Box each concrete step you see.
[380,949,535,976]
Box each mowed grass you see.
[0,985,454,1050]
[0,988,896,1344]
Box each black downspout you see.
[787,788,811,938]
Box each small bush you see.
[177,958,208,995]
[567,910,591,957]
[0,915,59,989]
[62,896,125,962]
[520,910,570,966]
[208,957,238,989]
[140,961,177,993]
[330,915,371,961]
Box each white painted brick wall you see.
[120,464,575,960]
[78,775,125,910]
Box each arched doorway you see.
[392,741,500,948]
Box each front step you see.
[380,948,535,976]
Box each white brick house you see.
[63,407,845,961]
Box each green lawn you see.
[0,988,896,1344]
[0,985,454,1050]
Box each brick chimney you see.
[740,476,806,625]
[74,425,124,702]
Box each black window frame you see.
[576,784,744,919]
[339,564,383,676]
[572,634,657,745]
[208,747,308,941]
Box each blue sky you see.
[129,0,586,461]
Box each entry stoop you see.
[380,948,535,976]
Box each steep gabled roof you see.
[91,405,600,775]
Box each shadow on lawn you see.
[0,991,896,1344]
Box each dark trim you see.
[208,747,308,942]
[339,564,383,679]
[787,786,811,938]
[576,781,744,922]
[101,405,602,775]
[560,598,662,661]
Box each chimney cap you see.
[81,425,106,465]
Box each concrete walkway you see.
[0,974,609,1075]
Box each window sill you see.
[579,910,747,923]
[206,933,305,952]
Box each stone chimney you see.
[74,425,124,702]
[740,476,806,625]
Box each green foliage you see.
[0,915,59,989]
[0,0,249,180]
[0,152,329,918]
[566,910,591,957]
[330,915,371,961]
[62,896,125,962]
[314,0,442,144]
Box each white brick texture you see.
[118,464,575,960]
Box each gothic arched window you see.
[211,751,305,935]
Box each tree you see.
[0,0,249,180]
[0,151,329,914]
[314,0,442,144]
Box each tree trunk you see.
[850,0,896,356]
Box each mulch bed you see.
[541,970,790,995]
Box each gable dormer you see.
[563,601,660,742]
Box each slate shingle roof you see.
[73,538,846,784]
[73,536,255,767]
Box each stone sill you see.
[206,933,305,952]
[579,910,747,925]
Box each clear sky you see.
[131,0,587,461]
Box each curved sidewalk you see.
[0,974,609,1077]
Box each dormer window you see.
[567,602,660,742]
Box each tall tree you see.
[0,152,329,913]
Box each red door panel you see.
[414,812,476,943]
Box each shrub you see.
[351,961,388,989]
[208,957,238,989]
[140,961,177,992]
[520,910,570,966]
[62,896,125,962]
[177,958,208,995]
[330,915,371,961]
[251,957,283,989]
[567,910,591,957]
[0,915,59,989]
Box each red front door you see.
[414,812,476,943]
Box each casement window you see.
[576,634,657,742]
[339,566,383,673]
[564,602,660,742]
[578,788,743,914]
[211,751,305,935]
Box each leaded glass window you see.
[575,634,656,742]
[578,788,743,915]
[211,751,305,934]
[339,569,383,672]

---

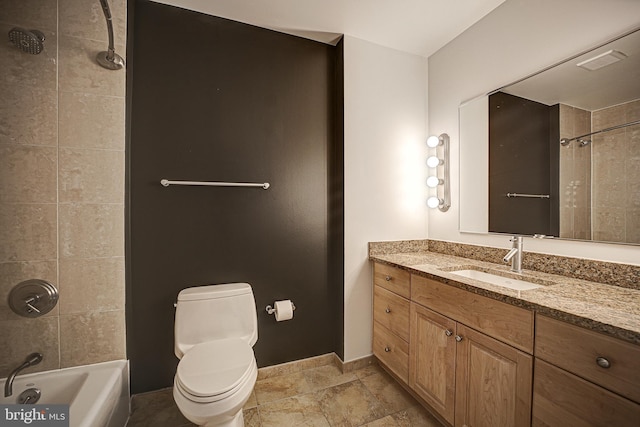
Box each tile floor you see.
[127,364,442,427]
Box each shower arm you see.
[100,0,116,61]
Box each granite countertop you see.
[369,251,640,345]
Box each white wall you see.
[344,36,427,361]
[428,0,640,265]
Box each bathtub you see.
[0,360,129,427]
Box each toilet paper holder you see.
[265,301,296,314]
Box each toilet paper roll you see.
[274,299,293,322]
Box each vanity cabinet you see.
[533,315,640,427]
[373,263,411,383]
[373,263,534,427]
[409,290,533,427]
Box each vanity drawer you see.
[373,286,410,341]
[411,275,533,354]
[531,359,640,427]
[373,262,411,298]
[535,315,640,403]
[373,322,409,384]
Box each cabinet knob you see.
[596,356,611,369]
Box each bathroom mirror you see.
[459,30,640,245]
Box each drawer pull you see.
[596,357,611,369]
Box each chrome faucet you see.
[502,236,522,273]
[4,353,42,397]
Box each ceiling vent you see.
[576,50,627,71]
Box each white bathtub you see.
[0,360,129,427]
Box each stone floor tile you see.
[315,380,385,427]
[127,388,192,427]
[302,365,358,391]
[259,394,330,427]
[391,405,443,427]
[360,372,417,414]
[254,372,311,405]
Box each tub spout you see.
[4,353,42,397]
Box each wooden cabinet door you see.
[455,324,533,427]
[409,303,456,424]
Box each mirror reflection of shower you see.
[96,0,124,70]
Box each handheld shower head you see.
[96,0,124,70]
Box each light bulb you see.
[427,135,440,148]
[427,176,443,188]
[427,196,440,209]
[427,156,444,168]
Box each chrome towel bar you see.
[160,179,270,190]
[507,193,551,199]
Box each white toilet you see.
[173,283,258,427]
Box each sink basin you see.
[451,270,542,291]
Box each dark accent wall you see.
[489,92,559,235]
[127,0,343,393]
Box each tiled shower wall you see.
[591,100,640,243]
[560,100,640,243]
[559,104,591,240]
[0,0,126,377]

▸ **The exercise**
Render the data from the line with "Box each tub spout you see." to the line with "[173,283,258,427]", both ends included, as a JSON list of strings, one string per line, with blank lines left out.

▸ **Finished exercise**
[
  "Box each tub spout you see.",
  "[4,353,42,397]",
  "Box each wooden cabinet door you see.",
  "[455,324,533,427]",
  "[409,303,456,424]",
  "Box each mirror reflection of shower you see.",
  "[96,0,124,70]",
  "Box each handheld shower head you see.",
  "[96,0,124,70]",
  "Box each light bulb you see.",
  "[427,135,440,148]",
  "[427,176,443,188]",
  "[427,196,440,209]",
  "[427,156,444,168]",
  "Box each chrome towel bar you see.",
  "[160,179,270,190]",
  "[507,193,551,199]",
  "Box each white toilet you see.",
  "[173,283,258,427]"
]